__Written instruction a__.
Transcribe the part of the SQL forum thread that opens with the words containing "By making this" and closes with "to use this.".

__Text provided__.
## Begin

Detecting duplicate rows.

Daniel Walker · March 19th, 2004, 09:07 AM

Here's a question for you SQL heads...

I have a fairly mucky database I've inherited, here, with lots of duplicate rows. I want not only to be able to remove the duplicates, but to provide a means for the client I'm working for to be able to search for, and remove these duplicates in the future. I'm doing a self join, thus:

SELECT t1.id, t2.id, t1.name FROM table AS t1 LEFT JOIN table AS t2 ON t1.name=t2.name AND t1.id<>t2.id AND t2.id IS NOT NULL;

This works, to an extent (it spots duplicates), but my 'IS NOT NULL' clause isn't working. It's probably stinking obvious, but I can't see it. Maybe I'm running short of calories and need food.

Any assistance greatly appreciated.

Dan

Daniel Walker · March 19th, 2004, 10:08 AM

Well, now. Here's wierd. Do this:

SELECT t1.id, t2.id, t1.name FROM table AS t1 LEFT JOIN table AS t2 ON t1.ame=t2.name AND t2.id IS NOT NULL;

...and my 'IS NOT NULL' works, removing null results> However, I can't add a third clause to the effect:
e1.organiser_id<>e2.organiser_id

...since all the NULL values come back in, despite the fact that I'm stipulating (effectively) "clause AND clause AND clause".

I don't get this. I'm either seriously misunderstanding something about self-joins, or something about NULLs...

Daniel Walker · March 19th, 2004, 10:23 AM

Right. I'm stupid. Try:

SELECT t1.id, t2.id, t1.name FROM table AS t1 LEFT JOIN table AS t2 ON t1.name=t2.name AND t1.id<>t2.id WHERE t2.id IS NOT NULL;

This works - and is, incidentally, a lot simpler than the "temporary table" approach you usually see. (The optimiser seems to like it, too).

(AS I said, I was running short of blood sugar at the time of my original post. I owe this result to a Medium Roast Beef and Rocket sandwich... Very nice ;)

ruhin · May 19th, 2004, 07:02 PM

Make the Column as UNIQUE.

By making this it would not accept any
redundant values.

It is very easy to use "phpMyAdmin" for creating
and structuring MySql database.I suggest to use this.

Daniel Walker · May 20th, 2004, 04:04 AM

Well, no, the fields I needed to match were things like 'organiser name', where the same organiser name _may_ have been entered twice for the same organiser, but _may_ also have been entered for a national chain of organisers whoe ach share the same name; where the only way of testing the legitimacy of the duplicate field value, is to see it in the context of other fields, such as the 'city' portion of the address, or similar identifying characteristic. There are many tens of thousands of results, and the client really needs to be able to seek out _possible_ duplicates, not erradicate them. In any case, the records already existed, so even if the aim was a totally unique column of values, trying to force that upon the existing table would have resulted in a constraint failure, at best. In cases like this, you need to use a LEFT JOIN and filter against NULL values - which is somewhat counterintuitive, because you're actually aiming to generate false matches and filter _in favour_ of those false matches. In any case, the SELECT in my third post sorted it: it was fairly trivial, when I figured out what I was doing wrong.

## End

__Given data__.
## Begin

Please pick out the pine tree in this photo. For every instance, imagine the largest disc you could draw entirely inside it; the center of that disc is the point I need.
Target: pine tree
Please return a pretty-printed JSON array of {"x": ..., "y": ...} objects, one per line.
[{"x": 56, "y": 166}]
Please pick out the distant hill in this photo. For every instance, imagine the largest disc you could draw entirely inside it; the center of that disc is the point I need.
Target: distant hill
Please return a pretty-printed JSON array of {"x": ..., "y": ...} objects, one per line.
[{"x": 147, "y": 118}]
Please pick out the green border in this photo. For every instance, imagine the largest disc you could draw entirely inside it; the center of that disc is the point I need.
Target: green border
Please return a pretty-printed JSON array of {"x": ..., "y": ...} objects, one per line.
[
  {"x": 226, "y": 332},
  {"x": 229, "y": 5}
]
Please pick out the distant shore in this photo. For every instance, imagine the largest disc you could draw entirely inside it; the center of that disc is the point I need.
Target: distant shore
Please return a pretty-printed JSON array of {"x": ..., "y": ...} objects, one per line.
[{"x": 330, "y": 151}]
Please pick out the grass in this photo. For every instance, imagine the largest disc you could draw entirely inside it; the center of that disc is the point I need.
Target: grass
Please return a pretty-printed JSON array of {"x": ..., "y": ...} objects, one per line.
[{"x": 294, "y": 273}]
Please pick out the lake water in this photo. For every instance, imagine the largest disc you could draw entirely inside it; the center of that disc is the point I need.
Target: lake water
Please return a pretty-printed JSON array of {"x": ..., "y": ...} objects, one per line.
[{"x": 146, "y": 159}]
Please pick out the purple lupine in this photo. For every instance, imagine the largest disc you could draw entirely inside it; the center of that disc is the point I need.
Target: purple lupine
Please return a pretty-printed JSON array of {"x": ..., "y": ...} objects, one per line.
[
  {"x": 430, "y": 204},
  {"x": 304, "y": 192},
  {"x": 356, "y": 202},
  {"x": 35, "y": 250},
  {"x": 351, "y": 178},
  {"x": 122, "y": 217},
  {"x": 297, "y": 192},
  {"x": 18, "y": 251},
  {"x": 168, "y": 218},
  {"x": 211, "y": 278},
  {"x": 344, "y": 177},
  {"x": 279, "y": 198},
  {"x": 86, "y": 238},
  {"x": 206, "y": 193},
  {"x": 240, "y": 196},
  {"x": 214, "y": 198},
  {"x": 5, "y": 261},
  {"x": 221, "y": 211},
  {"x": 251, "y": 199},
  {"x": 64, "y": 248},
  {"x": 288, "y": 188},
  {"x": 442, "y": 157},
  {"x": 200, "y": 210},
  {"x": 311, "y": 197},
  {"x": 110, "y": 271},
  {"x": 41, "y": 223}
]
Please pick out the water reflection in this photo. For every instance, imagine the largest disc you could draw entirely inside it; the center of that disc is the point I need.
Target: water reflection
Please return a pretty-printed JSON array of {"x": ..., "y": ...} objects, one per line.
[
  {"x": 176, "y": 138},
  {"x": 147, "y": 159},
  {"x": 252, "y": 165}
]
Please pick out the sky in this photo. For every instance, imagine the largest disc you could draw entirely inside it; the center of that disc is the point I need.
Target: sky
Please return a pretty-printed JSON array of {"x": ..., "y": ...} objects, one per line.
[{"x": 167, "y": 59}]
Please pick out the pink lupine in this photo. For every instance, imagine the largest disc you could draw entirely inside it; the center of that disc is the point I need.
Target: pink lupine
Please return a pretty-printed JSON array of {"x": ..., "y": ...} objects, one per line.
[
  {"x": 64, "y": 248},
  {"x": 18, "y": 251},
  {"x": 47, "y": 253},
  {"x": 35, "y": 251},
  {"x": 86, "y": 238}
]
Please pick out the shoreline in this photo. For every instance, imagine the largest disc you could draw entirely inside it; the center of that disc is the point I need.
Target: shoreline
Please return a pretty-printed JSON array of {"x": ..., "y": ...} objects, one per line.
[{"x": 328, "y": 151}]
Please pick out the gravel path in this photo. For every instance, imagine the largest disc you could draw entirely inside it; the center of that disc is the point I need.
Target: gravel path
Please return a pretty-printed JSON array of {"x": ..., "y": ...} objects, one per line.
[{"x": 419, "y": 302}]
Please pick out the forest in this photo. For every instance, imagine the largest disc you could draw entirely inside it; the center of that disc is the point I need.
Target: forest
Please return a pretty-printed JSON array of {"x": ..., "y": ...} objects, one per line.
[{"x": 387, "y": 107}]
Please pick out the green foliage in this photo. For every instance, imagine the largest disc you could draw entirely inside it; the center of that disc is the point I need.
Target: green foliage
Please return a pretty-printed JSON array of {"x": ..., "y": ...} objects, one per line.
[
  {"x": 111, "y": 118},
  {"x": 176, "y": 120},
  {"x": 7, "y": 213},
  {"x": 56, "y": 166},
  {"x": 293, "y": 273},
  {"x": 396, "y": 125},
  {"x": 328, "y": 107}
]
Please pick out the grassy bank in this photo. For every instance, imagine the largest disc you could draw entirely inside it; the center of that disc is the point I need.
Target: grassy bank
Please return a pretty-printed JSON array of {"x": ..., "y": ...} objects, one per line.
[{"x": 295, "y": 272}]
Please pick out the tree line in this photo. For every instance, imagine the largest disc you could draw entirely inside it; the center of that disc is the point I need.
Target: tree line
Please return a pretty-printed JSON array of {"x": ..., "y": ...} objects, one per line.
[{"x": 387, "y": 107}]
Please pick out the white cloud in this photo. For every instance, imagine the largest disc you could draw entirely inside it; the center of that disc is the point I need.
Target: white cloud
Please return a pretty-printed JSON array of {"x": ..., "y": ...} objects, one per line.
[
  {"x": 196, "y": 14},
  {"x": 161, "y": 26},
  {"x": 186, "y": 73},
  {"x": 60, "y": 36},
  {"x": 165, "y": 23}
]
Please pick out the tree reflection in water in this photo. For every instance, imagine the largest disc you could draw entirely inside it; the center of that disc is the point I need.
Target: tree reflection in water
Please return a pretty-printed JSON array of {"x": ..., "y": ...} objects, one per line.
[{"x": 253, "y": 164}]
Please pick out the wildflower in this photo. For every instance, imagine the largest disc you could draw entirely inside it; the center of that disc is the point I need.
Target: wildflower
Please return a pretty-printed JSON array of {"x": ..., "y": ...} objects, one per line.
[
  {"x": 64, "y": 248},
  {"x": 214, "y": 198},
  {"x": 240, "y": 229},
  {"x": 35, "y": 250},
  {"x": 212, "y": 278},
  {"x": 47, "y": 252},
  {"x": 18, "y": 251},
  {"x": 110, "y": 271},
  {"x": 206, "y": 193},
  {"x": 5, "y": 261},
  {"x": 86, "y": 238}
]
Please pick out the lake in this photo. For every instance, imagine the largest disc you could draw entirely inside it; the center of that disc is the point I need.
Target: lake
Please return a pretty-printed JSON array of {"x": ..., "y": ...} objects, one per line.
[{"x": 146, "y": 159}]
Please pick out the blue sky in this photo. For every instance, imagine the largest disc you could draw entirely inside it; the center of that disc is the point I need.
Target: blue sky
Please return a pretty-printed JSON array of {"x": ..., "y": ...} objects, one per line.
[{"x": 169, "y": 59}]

## End

__Written instruction b__.
Find every line of the rows that contains the word "foliage", and copy each of those lines.

__Answer a__.
By making this it would not accept any
redundant values.

It is very easy to use "phpMyAdmin" for creating
and structuring MySql database.I suggest to use this.

__Answer b__.
Please pick out the green foliage in this photo. For every instance, imagine the largest disc you could draw entirely inside it; the center of that disc is the point I need.
Target: green foliage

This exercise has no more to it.